• _Work to be completed_:
Repeat exactly each line of the data provided below.

• _Input records_:
* Begin *

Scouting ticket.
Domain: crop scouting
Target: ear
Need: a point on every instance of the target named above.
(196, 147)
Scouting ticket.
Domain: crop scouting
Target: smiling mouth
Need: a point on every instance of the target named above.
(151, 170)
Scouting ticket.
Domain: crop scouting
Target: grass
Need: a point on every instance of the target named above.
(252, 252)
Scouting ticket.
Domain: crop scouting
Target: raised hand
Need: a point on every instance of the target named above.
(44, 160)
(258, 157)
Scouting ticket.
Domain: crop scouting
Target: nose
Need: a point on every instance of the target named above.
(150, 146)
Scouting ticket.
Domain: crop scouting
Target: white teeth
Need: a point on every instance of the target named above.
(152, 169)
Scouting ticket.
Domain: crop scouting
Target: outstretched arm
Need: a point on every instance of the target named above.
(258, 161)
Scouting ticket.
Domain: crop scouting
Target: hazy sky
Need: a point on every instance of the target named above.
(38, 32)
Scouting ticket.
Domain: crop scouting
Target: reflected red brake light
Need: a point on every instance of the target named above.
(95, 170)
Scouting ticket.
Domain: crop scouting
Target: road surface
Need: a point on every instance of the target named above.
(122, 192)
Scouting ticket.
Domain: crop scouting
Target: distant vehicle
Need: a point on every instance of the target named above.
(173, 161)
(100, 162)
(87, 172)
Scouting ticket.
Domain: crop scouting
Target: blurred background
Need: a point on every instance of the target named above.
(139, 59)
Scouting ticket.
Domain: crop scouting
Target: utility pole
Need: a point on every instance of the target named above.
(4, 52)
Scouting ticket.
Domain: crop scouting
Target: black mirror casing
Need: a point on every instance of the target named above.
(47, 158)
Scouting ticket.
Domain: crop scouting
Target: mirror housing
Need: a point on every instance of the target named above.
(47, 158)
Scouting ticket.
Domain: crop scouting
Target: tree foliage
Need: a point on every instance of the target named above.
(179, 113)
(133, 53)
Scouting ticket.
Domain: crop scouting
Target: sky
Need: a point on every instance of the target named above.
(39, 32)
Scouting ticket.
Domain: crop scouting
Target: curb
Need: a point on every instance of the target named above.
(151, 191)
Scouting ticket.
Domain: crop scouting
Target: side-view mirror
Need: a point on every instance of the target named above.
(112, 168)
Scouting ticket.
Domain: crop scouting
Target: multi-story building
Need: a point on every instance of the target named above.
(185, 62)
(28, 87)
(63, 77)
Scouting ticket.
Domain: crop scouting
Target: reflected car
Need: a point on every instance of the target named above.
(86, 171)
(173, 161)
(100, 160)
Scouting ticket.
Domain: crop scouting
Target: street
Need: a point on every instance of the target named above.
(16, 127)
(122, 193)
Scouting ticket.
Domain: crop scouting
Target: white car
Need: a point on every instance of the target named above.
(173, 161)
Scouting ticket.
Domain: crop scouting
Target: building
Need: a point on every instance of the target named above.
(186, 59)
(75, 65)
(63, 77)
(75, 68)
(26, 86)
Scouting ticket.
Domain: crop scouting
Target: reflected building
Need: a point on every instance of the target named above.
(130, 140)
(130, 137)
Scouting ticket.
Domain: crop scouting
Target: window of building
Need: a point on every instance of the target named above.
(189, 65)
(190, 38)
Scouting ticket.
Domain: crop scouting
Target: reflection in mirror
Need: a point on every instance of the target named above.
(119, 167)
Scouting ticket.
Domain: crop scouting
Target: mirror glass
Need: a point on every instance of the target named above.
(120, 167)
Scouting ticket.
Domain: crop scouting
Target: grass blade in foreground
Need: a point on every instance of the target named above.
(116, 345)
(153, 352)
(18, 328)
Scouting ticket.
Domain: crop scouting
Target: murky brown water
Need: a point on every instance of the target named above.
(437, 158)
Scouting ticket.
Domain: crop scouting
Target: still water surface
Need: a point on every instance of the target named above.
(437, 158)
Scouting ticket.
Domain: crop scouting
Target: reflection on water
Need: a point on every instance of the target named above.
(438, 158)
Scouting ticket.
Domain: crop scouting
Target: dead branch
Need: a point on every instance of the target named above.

* End *

• _Answer to the problem_:
Scouting ticket.
Domain: crop scouting
Target: ear
Need: a point on every instance of the target named above.
(196, 147)
Scouting ticket.
Domain: crop scouting
Target: smiling mouth
Need: a point on every instance of the target named above.
(151, 170)
Scouting ticket.
Domain: crop scouting
Target: grass
Need: a point on every instance of the target named above.
(252, 252)
Scouting ticket.
Domain: crop scouting
Target: raised hand
Need: a point on every instance of the target named above.
(44, 160)
(258, 157)
Scouting ticket.
Domain: crop scouting
Target: nose
Need: a point on every instance of the target named above.
(150, 146)
Scouting ticket.
Domain: crop scouting
Target: white teeth
Need: a point on every instance of the target named above.
(152, 169)
Scouting ticket.
Domain: crop scouting
Target: outstretched arm
Need: a point on every instance of the target named above.
(258, 161)
Scouting ticket.
Domain: crop scouting
Target: hazy sky
Need: a point on every instance of the target named above.
(38, 32)
Scouting ticket.
Domain: crop scouting
Target: reflected red brake light
Need: a point on every instance of the target named above.
(95, 170)
Scouting ticket.
Domain: crop scouting
Target: road surface
Need: a point on every instance of the target named above.
(122, 192)
Scouting ticket.
Domain: crop scouting
Target: distant vehicle
Need: a point on every instance of the target named above.
(173, 161)
(100, 162)
(87, 172)
Scouting ticket.
Domain: crop scouting
Target: blurred background
Need: a point on every instance of the target named above.
(139, 59)
Scouting ticket.
Domain: crop scouting
Target: utility pole
Need: a point on every instance of the target named above.
(4, 52)
Scouting ticket.
Domain: crop scouting
Target: black mirror casing
Need: a point on every instance of the target named above.
(47, 158)
Scouting ticket.
Domain: crop scouting
Target: mirror housing
Need: a point on every instance of the target named above.
(47, 158)
Scouting ticket.
Domain: crop scouting
Target: tree foliage
Need: a point on every instance of the target named above.
(179, 113)
(133, 53)
Scouting ticket.
Domain: crop scouting
Target: sky
Need: a point on every instance of the target named above.
(39, 32)
Scouting ticket.
Domain: crop scouting
Target: curb
Need: a point on every instance of the target named above.
(151, 191)
Scouting ticket.
Domain: crop scouting
Target: side-view mirror
Need: a point on every instance of the target named above.
(112, 168)
Scouting ticket.
Domain: crop scouting
Target: multi-story building
Need: a point on every instance of the target named above.
(185, 62)
(28, 87)
(63, 77)
Scouting ticket.
Domain: crop scouting
Target: reflected car
Need: a point on every instance of the target named above.
(86, 171)
(173, 161)
(100, 160)
Scouting ticket.
Domain: crop scouting
Target: street
Need: a point on every instance of the target named above.
(16, 127)
(122, 193)
Scouting ticket.
Domain: crop scouting
Target: white car
Need: a point on every instance of the target named above.
(173, 161)
Scouting ticket.
Domain: crop scouting
Target: building
Need: a point on every instance of the target named above.
(186, 59)
(75, 65)
(63, 77)
(75, 68)
(26, 86)
Scouting ticket.
Domain: crop scouting
Target: reflected building
Need: a point on every instance of the target named above.
(130, 140)
(130, 137)
Scouting ticket.
Domain: crop scouting
Target: window of building
Need: a point on every instance of the target named above.
(189, 65)
(190, 38)
Scouting ticket.
Domain: crop scouting
Target: reflection in mirror
Need: a point on every instance of the target named above.
(119, 167)
Scouting ticket.
Domain: crop scouting
Target: mirror glass
Need: a point on every instance of the target named above.
(120, 167)
Scouting ticket.
Domain: crop scouting
Target: grass blade in foreground
Need: a point on every instance of the target named above.
(116, 345)
(153, 352)
(18, 328)
Scouting ticket.
Domain: crop scouting
Target: murky brown water
Need: a point on every instance of the target named above.
(437, 158)
Scouting ticket.
Domain: crop scouting
Target: still water surface
Need: a point on every instance of the target named above.
(437, 158)
Scouting ticket.
Domain: crop scouting
Target: reflection on water
Need: a point on every instance of the target named above.
(438, 158)
Scouting ticket.
Domain: crop scouting
Target: dead branch
Need: a point on every instance of the target named above.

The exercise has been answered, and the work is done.